* [PROVIDED ENTRIES]
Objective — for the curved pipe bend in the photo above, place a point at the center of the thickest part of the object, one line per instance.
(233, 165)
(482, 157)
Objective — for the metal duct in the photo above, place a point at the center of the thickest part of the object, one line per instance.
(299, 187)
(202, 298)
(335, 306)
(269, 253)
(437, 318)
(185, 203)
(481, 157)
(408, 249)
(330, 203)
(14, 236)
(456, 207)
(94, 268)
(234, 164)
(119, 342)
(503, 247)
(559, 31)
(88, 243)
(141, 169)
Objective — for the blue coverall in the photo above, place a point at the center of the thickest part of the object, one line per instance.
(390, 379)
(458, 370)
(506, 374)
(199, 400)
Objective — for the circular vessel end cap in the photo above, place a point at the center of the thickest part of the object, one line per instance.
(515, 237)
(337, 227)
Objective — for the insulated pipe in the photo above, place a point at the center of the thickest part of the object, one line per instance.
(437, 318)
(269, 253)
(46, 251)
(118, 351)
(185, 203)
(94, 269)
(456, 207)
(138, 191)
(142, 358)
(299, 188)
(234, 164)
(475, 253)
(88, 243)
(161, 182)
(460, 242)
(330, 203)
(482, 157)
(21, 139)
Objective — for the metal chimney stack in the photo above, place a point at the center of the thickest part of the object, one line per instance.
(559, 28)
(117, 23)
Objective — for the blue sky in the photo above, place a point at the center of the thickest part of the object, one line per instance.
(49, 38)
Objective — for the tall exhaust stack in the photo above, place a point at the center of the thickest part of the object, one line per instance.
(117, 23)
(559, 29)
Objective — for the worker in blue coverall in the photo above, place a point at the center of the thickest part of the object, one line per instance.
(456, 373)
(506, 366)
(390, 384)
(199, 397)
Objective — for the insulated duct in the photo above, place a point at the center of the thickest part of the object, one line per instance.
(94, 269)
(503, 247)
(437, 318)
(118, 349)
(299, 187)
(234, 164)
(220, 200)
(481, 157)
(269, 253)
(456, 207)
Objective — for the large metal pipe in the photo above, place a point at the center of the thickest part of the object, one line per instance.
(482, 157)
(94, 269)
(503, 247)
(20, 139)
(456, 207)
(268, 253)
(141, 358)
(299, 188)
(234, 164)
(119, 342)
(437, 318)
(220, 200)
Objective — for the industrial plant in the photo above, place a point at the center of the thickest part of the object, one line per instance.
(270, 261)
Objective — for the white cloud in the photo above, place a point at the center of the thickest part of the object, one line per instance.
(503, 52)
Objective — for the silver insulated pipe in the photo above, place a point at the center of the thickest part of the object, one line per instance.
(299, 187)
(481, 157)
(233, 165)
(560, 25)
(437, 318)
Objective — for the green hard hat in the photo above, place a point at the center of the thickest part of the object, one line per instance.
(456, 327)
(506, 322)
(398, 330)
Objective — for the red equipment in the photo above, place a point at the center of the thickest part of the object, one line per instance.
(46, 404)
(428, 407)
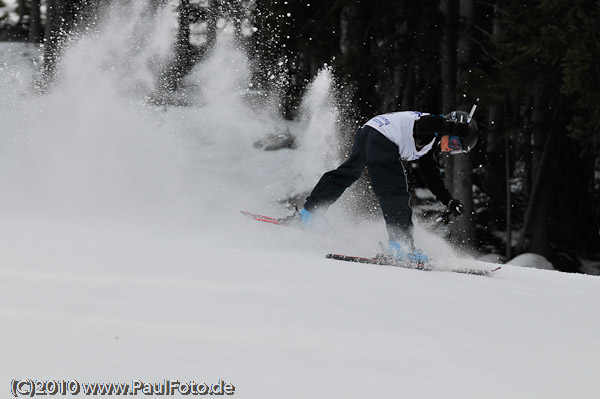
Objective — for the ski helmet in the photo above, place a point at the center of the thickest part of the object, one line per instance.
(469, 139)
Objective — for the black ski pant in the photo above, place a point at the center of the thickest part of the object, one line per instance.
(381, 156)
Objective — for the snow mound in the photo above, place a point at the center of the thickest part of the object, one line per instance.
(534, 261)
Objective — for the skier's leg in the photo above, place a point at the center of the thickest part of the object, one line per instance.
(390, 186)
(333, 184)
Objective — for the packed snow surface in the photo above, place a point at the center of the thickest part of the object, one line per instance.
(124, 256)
---
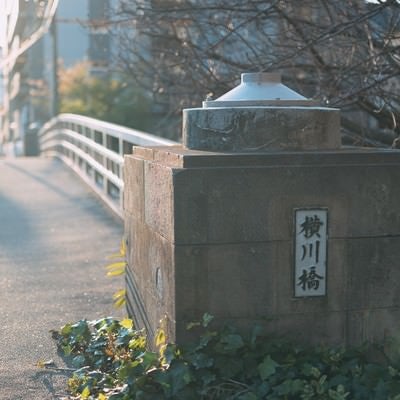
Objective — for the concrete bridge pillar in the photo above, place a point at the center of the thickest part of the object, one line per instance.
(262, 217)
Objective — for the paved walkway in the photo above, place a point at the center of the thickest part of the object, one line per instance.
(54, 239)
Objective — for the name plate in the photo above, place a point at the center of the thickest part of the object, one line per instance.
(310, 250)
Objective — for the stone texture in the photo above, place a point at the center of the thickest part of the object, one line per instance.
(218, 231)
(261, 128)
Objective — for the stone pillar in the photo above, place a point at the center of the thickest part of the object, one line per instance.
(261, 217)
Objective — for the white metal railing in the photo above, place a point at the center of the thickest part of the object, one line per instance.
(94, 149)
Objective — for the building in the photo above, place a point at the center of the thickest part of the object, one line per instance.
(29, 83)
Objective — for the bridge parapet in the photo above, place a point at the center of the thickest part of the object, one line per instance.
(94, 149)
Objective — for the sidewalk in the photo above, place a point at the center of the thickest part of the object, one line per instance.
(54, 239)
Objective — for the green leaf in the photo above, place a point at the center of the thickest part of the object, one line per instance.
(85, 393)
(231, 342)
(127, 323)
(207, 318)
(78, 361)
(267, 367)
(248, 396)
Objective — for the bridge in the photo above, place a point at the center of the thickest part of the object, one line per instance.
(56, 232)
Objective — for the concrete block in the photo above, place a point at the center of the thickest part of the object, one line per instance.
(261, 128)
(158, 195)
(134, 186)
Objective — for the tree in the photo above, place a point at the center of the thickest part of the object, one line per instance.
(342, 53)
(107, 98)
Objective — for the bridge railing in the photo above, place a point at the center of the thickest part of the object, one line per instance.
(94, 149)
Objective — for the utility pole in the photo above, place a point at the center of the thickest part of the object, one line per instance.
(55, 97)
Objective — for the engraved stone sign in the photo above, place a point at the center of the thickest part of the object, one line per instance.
---
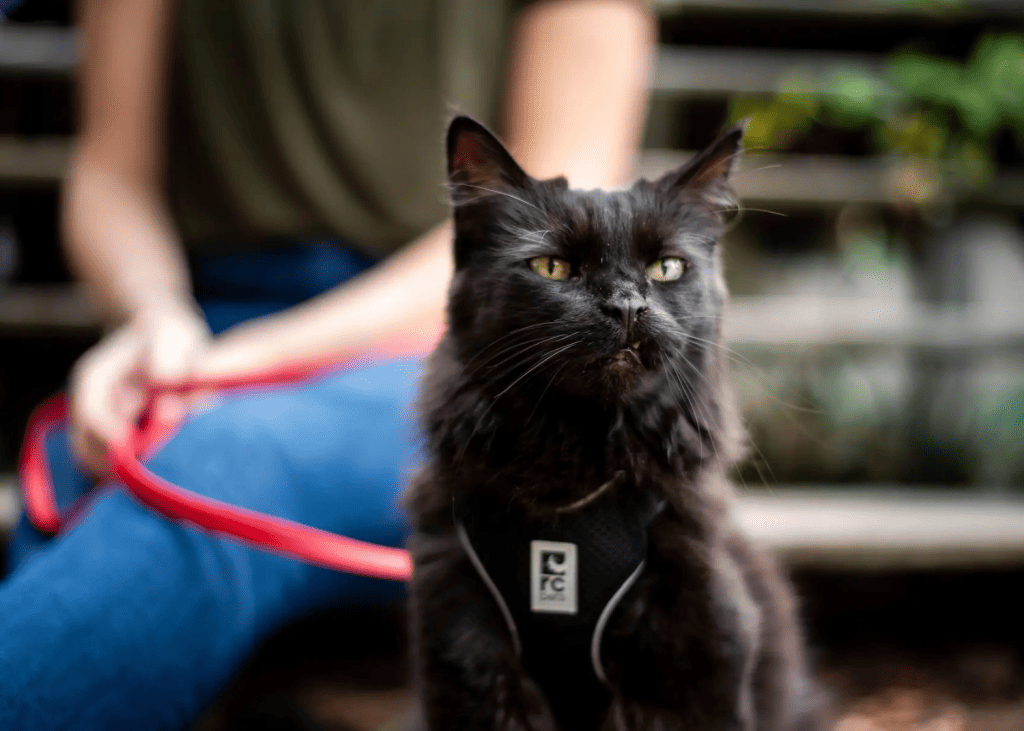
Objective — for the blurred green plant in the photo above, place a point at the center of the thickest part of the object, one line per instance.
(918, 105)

* [JOB] Show every line of the records that contains the string "plant". Case counts.

* [FINAL RESULT]
Objective — for the industrial plant in the photo above, place a point at the center of the thickest part of the object, one line per instance.
Objective — for the blurred green plant in the photo above, place a point at the center of the thickest part of the object, one line per instance.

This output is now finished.